- Extract -
# # # # #

# Chonky milk snake



## Jojo420 (2 mo ago)

Hi folks, looking for some advice re feeding my overweight milk snake.
What is the best thing to feed him, without having him get any fatter?
*He's not massively overweight, just a little bit on the chonky side.
I've been told to feed mice instead of rats, as they have less calories? However I've heard that they have a higher fat content than rats?
I have chicks, would they be better?
He has plenty of enrichment in his viv, and is an active little guy in general. I'm also handling him a little more often (only got him in November) now that he's settled in etc. Is there anything else I can do to help him? Have attached pics of him for reference.
Thanks in advance 🐍✌


----------



## wilkinss77 (Sep 23, 2008)

Jojo420 said:


> View attachment 370523
> 
> Hi folks, looking for some advice re feeding my overweight milk snake.
> What is the best thing to feed him, without having him get any fatter?
> ...


How often are you feeding him & how big & how old is he? Mice are normal food for milks rather than rats.


----------



## Jojo420 (2 mo ago)

I was feeding him every 10 days, but have changed to every 14 days. He's 4 years old and just over 5 feet long


----------



## wilkinss77 (Sep 23, 2008)

# # # # #

- Your tasks -
**a)** Duplicate the milk snake thread between "He has plenty" and "him for reference.", inclusive.
**b)** Go on with the milk snake thread from the point where it stops.
The listing is not needed for any of this work.

# # # # #

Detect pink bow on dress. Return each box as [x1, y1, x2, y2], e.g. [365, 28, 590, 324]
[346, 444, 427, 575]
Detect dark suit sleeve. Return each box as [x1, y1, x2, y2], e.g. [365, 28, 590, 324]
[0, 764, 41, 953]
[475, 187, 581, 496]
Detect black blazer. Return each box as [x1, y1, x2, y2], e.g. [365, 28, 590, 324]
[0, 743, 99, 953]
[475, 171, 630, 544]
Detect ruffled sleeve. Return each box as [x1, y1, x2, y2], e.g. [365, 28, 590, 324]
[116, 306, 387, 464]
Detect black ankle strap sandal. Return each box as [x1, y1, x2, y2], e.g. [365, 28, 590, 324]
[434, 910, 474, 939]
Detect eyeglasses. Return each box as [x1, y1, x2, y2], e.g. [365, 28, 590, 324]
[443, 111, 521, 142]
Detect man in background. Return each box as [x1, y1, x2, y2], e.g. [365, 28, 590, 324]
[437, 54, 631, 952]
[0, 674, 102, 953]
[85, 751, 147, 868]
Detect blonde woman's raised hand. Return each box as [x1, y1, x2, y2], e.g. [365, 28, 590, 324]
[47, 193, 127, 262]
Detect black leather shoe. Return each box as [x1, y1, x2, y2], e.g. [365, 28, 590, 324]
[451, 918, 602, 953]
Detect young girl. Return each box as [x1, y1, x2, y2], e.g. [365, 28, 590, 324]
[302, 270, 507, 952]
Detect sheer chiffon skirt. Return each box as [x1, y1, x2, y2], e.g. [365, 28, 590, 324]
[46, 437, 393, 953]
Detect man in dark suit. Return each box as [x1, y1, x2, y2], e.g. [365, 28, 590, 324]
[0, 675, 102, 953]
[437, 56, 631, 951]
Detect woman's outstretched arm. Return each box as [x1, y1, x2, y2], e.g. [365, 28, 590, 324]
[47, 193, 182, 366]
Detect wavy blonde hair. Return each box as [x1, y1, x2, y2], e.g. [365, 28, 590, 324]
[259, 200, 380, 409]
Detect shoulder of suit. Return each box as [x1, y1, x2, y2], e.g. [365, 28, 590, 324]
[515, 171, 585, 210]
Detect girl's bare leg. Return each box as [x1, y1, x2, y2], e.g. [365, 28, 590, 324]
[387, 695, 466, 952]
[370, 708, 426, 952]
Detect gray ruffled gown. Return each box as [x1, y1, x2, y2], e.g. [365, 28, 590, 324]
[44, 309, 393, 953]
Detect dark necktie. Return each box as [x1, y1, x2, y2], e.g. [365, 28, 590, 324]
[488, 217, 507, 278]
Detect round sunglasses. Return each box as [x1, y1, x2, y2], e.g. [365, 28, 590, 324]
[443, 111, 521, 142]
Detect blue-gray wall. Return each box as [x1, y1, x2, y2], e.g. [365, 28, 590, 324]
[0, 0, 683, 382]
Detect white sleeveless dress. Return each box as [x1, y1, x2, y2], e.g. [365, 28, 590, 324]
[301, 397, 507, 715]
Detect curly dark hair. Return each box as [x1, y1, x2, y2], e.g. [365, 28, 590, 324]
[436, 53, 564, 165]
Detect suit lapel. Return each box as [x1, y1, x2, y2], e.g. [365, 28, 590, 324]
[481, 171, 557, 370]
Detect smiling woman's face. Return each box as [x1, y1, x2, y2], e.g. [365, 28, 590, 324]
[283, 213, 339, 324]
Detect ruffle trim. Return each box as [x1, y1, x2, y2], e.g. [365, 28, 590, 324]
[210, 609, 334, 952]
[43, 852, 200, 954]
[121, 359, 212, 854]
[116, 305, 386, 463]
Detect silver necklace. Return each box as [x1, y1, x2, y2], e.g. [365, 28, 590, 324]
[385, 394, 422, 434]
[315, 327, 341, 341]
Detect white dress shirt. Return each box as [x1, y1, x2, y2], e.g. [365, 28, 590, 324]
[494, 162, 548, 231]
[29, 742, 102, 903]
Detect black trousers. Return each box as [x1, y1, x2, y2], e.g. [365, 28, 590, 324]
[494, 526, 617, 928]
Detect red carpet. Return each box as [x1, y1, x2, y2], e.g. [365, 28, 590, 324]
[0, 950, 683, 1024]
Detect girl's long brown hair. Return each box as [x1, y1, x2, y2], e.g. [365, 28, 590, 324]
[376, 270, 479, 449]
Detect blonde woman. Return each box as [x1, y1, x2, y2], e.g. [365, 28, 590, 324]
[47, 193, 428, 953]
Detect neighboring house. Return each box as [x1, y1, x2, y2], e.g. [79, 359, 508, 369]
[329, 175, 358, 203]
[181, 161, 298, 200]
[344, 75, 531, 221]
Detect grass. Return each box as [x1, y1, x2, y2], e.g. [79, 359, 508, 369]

# # # # #

- Exercise answers -
**a)**
He has plenty of enrichment in his viv, and is an active little guy in general. I'm also handling him a little more often (only got him in November) now that he's settled in etc. Is there anything else I can do to help him? Have attached pics of him for reference.

**b)**
Jojo420 said:


> I was feeding him every 10 days, but have changed to every 14 days. He's 4 years old and just over 5 feet long


If you think he's overweight, switch to medium mice once a fortnight. Once he loses his excess bulk, keep him on large mice once a week. It's rats that are too fatty, not mice.


----------



## Jojo420 (2 mo ago)

Ah, ok, fab, I will try that. Thanks for your advice 😊


----------



## Malc (Oct 27, 2009)

Don't expect the snake to loose weight (girth) in the same way mammals or humans do, it takes a lot longer due to the slower metabolism. Follow Willks advice and fingers crossed he'll start to get a better wasteline


----------



## Jojo420 (2 mo ago)

Ah yeah, I figured that that might be the case, thanks!


----------



## LiasisUK (Sep 30, 2019)

Small prey items and less frequent meals. Eg. a small mouse every 10 to 14 days.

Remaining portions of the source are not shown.